= Beginning of Section =

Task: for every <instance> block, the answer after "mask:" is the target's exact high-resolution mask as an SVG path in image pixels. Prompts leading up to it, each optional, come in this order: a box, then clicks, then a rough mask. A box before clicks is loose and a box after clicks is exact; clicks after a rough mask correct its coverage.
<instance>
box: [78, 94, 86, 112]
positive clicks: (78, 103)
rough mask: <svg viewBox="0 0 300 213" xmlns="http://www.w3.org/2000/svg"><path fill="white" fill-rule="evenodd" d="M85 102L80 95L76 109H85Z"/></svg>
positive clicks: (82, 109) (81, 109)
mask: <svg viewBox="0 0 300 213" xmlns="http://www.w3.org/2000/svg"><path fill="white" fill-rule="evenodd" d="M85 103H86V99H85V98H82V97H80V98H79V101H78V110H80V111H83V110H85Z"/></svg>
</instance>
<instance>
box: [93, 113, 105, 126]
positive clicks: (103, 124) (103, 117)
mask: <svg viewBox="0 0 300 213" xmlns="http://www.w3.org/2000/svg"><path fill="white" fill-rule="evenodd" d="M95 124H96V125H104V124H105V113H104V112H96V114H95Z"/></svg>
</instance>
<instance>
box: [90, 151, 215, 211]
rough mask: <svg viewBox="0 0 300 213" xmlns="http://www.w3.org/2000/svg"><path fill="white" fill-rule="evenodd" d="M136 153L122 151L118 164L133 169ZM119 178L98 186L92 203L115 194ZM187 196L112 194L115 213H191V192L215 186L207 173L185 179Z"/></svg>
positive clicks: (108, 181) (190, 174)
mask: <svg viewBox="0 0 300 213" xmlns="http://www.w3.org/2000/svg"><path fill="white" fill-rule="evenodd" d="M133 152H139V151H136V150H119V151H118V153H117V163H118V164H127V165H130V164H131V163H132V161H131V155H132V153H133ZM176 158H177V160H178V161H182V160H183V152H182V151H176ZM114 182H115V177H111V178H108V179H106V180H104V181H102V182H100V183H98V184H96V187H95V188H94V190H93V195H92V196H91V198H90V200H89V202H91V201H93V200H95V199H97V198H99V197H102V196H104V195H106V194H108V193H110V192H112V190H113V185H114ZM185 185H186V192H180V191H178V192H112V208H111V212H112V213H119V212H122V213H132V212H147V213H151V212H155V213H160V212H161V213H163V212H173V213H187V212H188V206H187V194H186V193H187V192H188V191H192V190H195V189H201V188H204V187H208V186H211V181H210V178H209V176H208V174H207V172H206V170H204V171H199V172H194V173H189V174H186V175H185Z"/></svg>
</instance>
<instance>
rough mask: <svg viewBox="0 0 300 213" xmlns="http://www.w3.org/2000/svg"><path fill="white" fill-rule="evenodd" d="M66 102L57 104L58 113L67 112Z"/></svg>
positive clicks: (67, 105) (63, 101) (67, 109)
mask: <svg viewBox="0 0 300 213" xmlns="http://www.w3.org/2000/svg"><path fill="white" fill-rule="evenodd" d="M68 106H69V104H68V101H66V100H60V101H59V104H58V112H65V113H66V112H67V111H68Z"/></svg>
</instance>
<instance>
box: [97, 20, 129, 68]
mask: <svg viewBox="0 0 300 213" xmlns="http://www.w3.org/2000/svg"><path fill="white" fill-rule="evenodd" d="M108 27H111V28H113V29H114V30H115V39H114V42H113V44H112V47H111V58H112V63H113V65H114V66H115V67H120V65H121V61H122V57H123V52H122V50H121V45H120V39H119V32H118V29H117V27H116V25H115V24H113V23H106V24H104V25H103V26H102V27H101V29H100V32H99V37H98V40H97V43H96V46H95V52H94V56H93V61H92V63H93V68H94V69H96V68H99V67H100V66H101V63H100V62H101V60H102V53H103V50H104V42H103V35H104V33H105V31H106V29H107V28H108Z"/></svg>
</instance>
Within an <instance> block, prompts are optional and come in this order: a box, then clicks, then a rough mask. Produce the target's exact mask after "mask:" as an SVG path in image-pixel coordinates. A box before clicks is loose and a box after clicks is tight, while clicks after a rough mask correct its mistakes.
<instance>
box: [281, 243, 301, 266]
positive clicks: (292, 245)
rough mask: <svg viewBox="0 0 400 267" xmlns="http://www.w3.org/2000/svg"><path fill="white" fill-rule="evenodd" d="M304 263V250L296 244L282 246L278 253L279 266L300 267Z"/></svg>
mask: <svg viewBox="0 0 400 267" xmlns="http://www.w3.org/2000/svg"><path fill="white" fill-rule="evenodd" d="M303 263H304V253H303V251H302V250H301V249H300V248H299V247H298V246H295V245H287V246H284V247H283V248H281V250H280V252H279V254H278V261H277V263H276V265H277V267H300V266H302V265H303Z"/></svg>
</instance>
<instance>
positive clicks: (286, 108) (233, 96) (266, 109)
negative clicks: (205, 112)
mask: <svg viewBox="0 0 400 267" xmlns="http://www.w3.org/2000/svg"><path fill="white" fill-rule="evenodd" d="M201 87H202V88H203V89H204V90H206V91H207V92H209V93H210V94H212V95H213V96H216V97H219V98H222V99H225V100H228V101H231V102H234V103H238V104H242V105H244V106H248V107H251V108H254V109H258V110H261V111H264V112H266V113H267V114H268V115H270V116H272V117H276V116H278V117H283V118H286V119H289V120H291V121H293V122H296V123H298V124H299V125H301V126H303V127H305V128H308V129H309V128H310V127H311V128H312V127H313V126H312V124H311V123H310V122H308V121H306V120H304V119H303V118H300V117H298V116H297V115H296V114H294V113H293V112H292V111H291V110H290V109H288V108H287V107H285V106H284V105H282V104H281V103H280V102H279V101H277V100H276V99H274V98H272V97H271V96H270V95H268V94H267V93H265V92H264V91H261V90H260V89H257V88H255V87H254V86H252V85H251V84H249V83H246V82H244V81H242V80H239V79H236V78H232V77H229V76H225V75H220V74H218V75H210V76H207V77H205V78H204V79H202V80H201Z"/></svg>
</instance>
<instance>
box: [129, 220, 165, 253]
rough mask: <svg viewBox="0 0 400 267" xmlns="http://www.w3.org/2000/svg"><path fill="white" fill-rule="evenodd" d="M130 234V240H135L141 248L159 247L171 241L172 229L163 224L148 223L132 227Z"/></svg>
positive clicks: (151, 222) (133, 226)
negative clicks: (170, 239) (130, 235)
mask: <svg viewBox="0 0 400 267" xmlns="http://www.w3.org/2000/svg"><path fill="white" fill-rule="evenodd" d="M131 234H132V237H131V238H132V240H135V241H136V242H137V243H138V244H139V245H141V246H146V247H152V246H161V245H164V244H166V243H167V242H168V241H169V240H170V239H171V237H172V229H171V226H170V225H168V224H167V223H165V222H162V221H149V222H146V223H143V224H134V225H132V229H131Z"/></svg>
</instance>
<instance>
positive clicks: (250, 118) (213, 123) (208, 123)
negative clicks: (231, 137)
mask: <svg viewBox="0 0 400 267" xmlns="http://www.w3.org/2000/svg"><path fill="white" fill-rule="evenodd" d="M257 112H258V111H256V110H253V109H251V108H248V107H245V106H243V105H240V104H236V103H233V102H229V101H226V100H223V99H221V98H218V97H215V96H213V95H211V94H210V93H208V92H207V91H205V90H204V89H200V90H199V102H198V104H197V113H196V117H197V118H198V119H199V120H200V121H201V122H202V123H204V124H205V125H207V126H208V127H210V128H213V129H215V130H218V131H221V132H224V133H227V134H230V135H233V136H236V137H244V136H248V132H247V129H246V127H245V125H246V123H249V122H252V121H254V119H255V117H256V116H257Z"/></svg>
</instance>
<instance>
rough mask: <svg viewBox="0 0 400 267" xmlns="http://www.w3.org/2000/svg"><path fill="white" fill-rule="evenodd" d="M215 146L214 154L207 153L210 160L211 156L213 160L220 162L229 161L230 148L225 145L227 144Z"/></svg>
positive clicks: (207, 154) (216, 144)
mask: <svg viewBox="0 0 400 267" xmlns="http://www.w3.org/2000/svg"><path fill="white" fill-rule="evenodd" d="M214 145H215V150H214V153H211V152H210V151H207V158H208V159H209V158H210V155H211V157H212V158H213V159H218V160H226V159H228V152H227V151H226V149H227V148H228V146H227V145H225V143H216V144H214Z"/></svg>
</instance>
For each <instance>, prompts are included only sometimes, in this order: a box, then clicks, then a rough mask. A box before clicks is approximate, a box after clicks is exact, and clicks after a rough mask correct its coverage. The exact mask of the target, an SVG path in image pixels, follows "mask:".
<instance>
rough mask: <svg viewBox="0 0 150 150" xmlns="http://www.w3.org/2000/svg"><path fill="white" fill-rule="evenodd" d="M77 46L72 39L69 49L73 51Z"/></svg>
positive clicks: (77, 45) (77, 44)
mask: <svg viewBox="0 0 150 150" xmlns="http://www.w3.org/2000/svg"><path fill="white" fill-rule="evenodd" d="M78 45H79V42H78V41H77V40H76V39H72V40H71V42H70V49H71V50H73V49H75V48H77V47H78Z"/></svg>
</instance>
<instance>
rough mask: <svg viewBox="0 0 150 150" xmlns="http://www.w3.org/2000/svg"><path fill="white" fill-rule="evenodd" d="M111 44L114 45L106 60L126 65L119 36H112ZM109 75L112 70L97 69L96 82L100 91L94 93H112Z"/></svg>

= End of Section =

◆ TASK ITEM: Only the lines above from the one with "positive clicks: (250, 118)" through the one with "146L214 154L207 153L210" should be duplicated, character for character.

◆ YOUR SOLUTION:
positive clicks: (250, 118) (213, 123) (208, 123)
negative clicks: (231, 137)
mask: <svg viewBox="0 0 400 267" xmlns="http://www.w3.org/2000/svg"><path fill="white" fill-rule="evenodd" d="M257 112H258V111H256V110H253V109H251V108H248V107H245V106H243V105H240V104H236V103H233V102H229V101H226V100H223V99H221V98H218V97H215V96H213V95H211V94H210V93H208V92H207V91H205V90H204V89H200V90H199V102H198V104H197V113H196V117H197V118H198V119H199V120H200V121H201V122H202V123H204V124H205V125H207V126H208V127H210V128H213V129H215V130H218V131H221V132H224V133H227V134H230V135H233V136H236V137H244V136H248V132H247V129H246V127H245V125H246V123H249V122H252V121H254V119H255V117H256V116H257Z"/></svg>
</instance>
<instance>
rough mask: <svg viewBox="0 0 400 267" xmlns="http://www.w3.org/2000/svg"><path fill="white" fill-rule="evenodd" d="M215 146L214 154L207 153L210 160L211 156L213 160L220 162L229 161L230 148L225 145L227 144Z"/></svg>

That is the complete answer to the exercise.